*** Document text ***

Archive for July, 2012

16 July – Dark Hours, a Spring Breeze and a Winter Stadium

Thursday 16 July. At 4 in the morning, it is still very dark. The streets are deserted, the doors and windows closed. But on this early Thursday morning, police cars are converging on pre-arranged spots, carrying officers and civilian assistants. They consult their instructions, block the streets. Each small team has a list of names and addresses. Alongside the police vehicles, buses are parked along the pavements, awaiting their passengers.  At the appointed moment, the teams go in. They knock.  ‘Police – open up!’.

The occupants are escorted to the buses, and taken on to one of two destinations – single adults to transit camps, including a half-built housing estate on the edge of the city, recently cleared of many of its occupants to make room for this influx, and families to a nearby sports stadium. At the latter, no food or water is provided. It’s mid-July, and once the building is sealed, the heat rapidly becomes oppressive. The few working toilets don’t work for long. The people in the stadium are afraid, and some in despair throw themselves from the balconies to the floor below. A few manage to use the general chaos to slip out, provided that the police at the entry are either sufficiently distracted, or willing to be suddenly inattentive. A few manage to get themselves transferred to hospital (this may prove to be only a temporary respite).  Once space in the transit camp has been cleared again, the families in the stadium are transported there.   Until the trains take them, too, to their final destination.

Thursday 16 July 1942, Paris. The Vel’ d’Hiv round up, named after the sports stadium used to house the Jews who were dragged from their homes that morning and in the hours that followed. Drancy camp, next stop en route to Auschwitz.  13,152 were arrested, of whom 5802 were women, and 4051 children.  Some of the adults – less than 3% – made it home after the Liberation, to search fruitlessly for news of their children at the Hotel Lutétia. None of the children came home.

French Police checking new inmates in the camp...

This wasn’t the first round-up of Jews in occupied Paris, but it was the largest yet, and a turning point, both in the persecution and in the resistance to it. It shattered the illusion that in France, the land of liberty, equality and fraternity, nothing too terrible could happen, even under Occupation – an illusion which had led many Jews to register themselves voluntarily, thus providing the information required for the round-up. It showed the extent of collaboration, with the round-up being executed by French police, not by the Germans. And it shattered the myth that the deportations were intended to provide workers for the Reich, when young children, the elderly, the sick, pregnant women, were taken, as their neighbours watched.

*** Data for analysis ***

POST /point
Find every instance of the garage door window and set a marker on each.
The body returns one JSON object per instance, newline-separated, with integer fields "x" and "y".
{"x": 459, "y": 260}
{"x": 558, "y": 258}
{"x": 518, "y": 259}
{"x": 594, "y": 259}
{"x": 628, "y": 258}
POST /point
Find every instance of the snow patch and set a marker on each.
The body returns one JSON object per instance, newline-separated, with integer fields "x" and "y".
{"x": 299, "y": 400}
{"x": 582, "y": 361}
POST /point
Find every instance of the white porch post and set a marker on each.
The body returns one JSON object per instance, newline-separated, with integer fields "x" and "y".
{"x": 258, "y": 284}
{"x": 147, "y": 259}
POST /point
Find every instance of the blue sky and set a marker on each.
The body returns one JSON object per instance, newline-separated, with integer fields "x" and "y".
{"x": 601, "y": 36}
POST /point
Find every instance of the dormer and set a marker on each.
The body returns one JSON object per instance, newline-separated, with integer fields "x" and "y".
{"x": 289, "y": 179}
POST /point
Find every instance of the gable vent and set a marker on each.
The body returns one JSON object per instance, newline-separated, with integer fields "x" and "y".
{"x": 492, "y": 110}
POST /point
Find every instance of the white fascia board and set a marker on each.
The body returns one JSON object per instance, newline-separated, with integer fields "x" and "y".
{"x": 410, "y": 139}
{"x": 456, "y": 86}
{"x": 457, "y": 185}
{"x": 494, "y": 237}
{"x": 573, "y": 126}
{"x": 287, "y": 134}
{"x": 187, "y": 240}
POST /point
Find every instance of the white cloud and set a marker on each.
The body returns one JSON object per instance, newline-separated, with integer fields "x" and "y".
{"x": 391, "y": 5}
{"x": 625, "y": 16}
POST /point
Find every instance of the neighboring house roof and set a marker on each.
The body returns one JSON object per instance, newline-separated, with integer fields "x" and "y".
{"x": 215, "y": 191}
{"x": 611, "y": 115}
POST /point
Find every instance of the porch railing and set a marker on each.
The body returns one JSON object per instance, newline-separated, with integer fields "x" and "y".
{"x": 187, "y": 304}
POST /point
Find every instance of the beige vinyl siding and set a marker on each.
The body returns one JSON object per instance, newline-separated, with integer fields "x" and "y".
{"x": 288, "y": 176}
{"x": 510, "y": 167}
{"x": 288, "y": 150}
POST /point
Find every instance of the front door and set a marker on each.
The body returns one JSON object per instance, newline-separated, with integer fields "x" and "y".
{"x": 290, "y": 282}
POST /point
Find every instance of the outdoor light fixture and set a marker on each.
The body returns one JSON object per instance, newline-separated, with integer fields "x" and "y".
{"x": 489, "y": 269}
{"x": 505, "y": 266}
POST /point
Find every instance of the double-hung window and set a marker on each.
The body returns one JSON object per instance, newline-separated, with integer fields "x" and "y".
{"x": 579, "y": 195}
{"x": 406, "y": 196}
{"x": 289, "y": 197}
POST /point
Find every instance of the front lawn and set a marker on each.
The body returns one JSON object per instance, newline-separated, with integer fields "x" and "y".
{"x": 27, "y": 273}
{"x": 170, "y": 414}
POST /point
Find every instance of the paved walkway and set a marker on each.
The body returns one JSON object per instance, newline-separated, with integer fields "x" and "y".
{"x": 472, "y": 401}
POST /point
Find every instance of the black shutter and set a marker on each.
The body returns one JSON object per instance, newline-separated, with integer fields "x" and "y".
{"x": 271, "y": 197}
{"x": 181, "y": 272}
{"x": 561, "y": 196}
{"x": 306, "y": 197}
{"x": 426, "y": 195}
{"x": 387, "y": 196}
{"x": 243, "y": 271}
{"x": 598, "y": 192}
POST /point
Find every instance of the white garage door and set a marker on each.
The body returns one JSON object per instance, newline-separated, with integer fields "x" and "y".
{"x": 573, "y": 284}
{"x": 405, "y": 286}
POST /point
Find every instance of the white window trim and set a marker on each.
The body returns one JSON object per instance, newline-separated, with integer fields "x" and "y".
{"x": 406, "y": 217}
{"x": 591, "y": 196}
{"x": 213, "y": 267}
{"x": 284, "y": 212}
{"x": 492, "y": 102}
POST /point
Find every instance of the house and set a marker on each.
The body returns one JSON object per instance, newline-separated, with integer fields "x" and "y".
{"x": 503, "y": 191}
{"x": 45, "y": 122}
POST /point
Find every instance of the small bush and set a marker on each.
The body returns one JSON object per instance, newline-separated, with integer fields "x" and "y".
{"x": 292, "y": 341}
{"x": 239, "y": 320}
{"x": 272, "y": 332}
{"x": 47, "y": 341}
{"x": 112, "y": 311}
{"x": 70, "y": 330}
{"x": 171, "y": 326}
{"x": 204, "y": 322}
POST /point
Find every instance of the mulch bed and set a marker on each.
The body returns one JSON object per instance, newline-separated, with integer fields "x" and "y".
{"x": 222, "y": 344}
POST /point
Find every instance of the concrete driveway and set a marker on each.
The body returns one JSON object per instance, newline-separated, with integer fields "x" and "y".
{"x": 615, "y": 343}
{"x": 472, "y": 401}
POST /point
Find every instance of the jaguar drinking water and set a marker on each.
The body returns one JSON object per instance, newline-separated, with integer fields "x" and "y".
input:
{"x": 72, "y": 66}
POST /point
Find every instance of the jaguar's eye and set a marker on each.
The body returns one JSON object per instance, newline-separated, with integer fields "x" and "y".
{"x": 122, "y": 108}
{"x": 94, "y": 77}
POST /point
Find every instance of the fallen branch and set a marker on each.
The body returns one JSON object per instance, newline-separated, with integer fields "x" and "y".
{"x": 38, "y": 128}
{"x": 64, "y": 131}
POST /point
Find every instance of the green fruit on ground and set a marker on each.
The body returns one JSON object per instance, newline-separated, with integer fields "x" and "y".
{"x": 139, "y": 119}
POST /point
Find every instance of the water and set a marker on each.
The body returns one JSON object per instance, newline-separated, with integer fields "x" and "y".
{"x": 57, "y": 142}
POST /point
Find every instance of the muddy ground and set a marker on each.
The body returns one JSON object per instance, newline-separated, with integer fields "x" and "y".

***

Work order 1 — Quote the Vel' d'Hiv text word for word, from "16 July – Dark" up to and including "knock.  ‘Police – open up!’.".
Work order 2 —
Answer these questions from the Vel' d'Hiv text:
(a) How many people were arrested?
(b) Where were single adults taken?
(c) Who carried out the round-up?
None of the data is needed here.

Written reply 1 —
16 July – Dark Hours, a Spring Breeze and a Winter Stadium

Thursday 16 July. At 4 in the morning, it is still very dark. The streets are deserted, the doors and windows closed. But on this early Thursday morning, police cars are converging on pre-arranged spots, carrying officers and civilian assistants. They consult their instructions, block the streets. Each small team has a list of names and addresses. Alongside the police vehicles, buses are parked along the pavements, awaiting their passengers.  At the appointed moment, the teams go in. They knock.  ‘Police – open up!’.

Written reply 2 —
(a) 13,152
(b) To transit camps
(c) French police, not the Germans